### Document excerpt ###
How did such a fly-on-the-wall perspective emerge from a writer whose colorful public life so often placed him in the foreground? Some clues rest within Capote’s “A Christmas Memory,” a poetically poignant holiday story based on his childhood in the Depression-era South and first published in 1956.
How he came to live within the household of “A Christmas Memory” is a story in itself. “By the time he was born, in New Orleans on September 30, 1924, his parents’ marriage was over in all but name. His mother, Lillie Mae, a small-town beauty, went her way, and his father, Arch Persons, a charming but irresponsible schemer, went his,” writes biographer Gerald Clarke. “For much of his childhood, Truman was thus raised by the same middle-aged cousins who had raised his orphaned mother: three old maid cousins and their bachelor brother in the little town of Monroeville, Alabama. Though he never lacked for care, that early abandonment by his parents left an emotional wound that remained open until the day he died.”
One of the cousins, a childlike relative named Nanny Rumbley Faulk—nicknamed Sook—became Capote’s companion, his partner in a world of imagination that, as he tells it, was frequently shadowed by sterner, less forgiving grown-ups. “Other people inhabit the house, relatives; and though they have power over us, and frequently make us cry, we are not, on the whole, too much aware of them,” Capote writes in “A Christmas Memory.”
To keep a truce with everyone else, Sook and her young charge skirt the edges of daily domestic life—making cheerful conspiracies in corner rooms, hunting for homely treasures in the woods, indulging hushed conversations while the rest of the clan sleeps. It was here, quite possibly, that Capote developed the skills of sublimation that allowed him to blend into the background and conduct his reporting. His sense of living at the margins was surely compounded in later years by being gay at a time when homosexuality was taboo.
“A Christmas Memory” also aptly expresses Capote’s signature literary style. Joanne Carson, his longtime friend who was with him at the end of his life, said Capote claimed that the story was his most perfect work.
In this passage, Sook and Capote—she called him Buddy—take their dog Queenie into the woods to look for a Christmas tree:
Here, there, a flash, a flutter, an ecstasy of shrillings remind us that not all the birds have flown south. Always, the path unwinds through lemony sun pools and pitch-black vine tunnels. Another creek to cross: a disturbed armada of speckled trout froths the water round us, and frogs the size of plates practice belly flops; beaver workmen are building a dam. On the farther shore, Queenie shakes herself and trembles. My friend shivers, too: not with cold but enthusiasm. One of her hat’s ragged roses sheds a petal as she lifts her head and inhales the pine-heavy air. “We’re almost there; can you smell it, Buddy?” she says, as though we were approaching an ocean.
Capote’s lushly descriptive prose has been compared to that of his Southern contemporaries: Eudora Welty, Carson McCullers, and Harper Lee. In one of the strangest coincidences in American letters, Capote grew up with Lee in Monroeville, the tiny community producing two celebrated writers. Like the works of all three women, his writing has a keen sense of the tragic and the transitory and is alert to capture the moment, in lapidary detail, before it fades from view.
###
- _Your objective_
Write out the passage on Capote's "A Christmas Memory" word for word, starting with "To keep a truce" and going on through "most perfect work.". The items that come next can be left aside.
### Supplied information ###
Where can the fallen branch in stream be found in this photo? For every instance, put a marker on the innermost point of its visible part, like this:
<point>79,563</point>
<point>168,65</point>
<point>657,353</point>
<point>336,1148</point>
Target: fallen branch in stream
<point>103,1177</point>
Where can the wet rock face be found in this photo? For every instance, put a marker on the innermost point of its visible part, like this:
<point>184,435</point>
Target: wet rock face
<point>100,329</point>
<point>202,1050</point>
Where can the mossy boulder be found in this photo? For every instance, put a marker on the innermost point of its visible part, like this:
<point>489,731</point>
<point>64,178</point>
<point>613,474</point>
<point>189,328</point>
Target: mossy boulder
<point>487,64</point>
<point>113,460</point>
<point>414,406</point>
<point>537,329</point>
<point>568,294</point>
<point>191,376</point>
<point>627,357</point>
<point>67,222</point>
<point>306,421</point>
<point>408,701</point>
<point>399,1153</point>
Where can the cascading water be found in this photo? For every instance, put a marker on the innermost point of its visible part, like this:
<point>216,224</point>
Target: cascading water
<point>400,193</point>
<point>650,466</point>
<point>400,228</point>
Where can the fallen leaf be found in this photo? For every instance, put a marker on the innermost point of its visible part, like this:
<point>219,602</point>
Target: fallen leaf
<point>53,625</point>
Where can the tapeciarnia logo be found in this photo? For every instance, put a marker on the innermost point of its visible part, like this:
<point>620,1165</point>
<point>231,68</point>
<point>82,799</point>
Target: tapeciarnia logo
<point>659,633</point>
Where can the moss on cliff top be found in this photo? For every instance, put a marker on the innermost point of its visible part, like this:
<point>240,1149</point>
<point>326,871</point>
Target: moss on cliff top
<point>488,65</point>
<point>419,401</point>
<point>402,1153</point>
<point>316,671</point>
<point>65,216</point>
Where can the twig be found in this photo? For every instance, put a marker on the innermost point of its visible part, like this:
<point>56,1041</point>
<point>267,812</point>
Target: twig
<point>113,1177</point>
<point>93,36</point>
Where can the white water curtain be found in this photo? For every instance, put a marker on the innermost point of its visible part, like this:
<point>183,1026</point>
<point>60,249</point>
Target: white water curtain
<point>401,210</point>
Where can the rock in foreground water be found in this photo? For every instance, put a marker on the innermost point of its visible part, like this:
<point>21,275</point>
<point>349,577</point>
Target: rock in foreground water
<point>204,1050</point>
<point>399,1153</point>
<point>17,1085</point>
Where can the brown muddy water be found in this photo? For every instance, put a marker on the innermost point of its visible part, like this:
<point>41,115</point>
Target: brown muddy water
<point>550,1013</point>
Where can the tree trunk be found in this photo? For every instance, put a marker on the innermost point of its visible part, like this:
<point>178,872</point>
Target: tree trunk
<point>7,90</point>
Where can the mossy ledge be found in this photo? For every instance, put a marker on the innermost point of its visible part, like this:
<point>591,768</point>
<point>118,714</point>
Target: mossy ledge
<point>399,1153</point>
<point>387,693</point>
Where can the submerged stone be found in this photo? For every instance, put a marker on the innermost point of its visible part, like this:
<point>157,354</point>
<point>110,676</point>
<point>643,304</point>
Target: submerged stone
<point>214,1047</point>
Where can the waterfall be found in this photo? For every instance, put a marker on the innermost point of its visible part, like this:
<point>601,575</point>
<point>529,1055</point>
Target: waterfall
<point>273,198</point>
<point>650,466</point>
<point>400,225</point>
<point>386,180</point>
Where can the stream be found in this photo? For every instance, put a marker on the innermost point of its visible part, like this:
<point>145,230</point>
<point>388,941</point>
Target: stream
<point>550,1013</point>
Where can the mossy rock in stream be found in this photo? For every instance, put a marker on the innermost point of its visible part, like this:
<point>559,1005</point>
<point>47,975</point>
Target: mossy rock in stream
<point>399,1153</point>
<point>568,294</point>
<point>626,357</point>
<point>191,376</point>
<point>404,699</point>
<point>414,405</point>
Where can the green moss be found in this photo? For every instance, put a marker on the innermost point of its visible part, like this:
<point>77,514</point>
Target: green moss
###
- _Written solution_
To keep a truce with everyone else, Sook and her young charge skirt the edges of daily domestic life—making cheerful conspiracies in corner rooms, hunting for homely treasures in the woods, indulging hushed conversations while the rest of the clan sleeps. It was here, quite possibly, that Capote developed the skills of sublimation that allowed him to blend into the background and conduct his reporting. His sense of living at the margins was surely compounded in later years by being gay at a time when homosexuality was taboo.
“A Christmas Memory” also aptly expresses Capote’s signature literary style. Joanne Carson, his longtime friend who was with him at the end of his life, said Capote claimed that the story was his most perfect work.